What to work on >>
Pick out each line in the data below that contains the word "blue" and copy those lines. Case counts, so capital and small letters must match.

Records for this task >>

********************

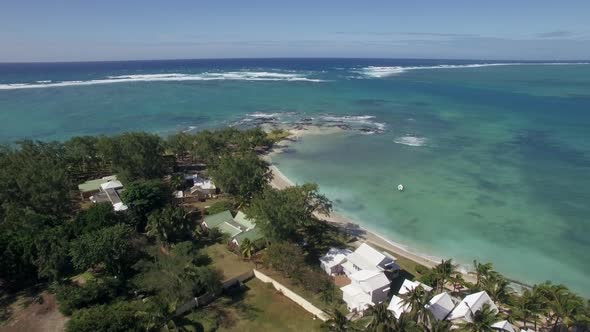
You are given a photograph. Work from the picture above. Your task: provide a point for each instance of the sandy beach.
(280, 181)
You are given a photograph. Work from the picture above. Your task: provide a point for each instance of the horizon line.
(289, 58)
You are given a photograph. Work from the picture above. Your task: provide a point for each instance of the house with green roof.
(238, 227)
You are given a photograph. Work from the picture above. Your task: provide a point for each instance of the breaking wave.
(411, 140)
(207, 76)
(385, 71)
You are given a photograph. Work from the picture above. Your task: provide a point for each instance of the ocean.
(494, 156)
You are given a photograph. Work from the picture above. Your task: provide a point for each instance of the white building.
(367, 288)
(504, 326)
(441, 306)
(110, 192)
(396, 305)
(471, 304)
(366, 257)
(332, 261)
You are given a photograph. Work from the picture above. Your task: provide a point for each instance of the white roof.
(335, 256)
(503, 326)
(119, 206)
(115, 184)
(470, 304)
(409, 286)
(397, 307)
(441, 305)
(370, 280)
(366, 257)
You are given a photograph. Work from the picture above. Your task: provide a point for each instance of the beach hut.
(332, 261)
(504, 326)
(470, 305)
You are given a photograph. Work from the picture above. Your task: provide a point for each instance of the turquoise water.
(495, 159)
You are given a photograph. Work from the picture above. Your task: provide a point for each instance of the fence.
(292, 295)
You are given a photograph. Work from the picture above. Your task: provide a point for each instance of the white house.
(332, 261)
(366, 257)
(441, 306)
(471, 304)
(367, 288)
(396, 305)
(110, 192)
(504, 326)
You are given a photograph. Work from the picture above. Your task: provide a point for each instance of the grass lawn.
(226, 261)
(258, 308)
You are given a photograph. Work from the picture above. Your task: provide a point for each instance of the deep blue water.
(495, 158)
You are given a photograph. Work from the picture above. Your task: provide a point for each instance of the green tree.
(169, 225)
(381, 318)
(416, 299)
(281, 214)
(34, 175)
(481, 271)
(143, 197)
(481, 320)
(117, 317)
(178, 276)
(111, 247)
(53, 259)
(443, 272)
(134, 156)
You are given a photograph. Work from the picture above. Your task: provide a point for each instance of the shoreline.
(350, 226)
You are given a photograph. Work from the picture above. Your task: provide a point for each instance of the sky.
(74, 30)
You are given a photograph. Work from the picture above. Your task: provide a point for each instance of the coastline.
(281, 181)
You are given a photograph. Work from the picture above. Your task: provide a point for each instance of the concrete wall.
(292, 295)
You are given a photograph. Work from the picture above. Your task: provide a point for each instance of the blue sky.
(75, 30)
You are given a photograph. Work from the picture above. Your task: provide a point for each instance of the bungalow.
(471, 304)
(366, 257)
(397, 306)
(367, 288)
(441, 306)
(332, 261)
(110, 191)
(91, 187)
(504, 326)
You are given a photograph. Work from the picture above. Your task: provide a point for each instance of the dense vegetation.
(131, 270)
(116, 271)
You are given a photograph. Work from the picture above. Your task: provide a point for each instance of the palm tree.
(247, 248)
(481, 320)
(416, 300)
(443, 273)
(438, 326)
(381, 318)
(481, 271)
(337, 322)
(561, 303)
(404, 323)
(528, 307)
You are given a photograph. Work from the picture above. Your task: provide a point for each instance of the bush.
(121, 316)
(220, 206)
(98, 291)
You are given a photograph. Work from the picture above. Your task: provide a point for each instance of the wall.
(291, 295)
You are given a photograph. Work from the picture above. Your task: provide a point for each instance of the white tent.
(503, 326)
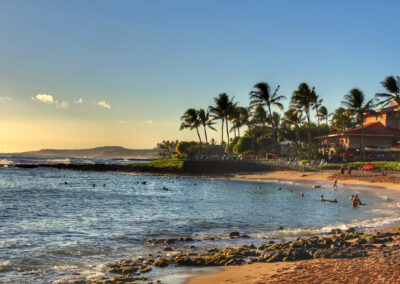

********************

Written solution >>
You are given a photograph. Work from the picture above. Your task: provide a point for each instance of the deep blue water.
You are given a photograph. Work from the picture above. Your task: provide a point for each instance of the blue sky.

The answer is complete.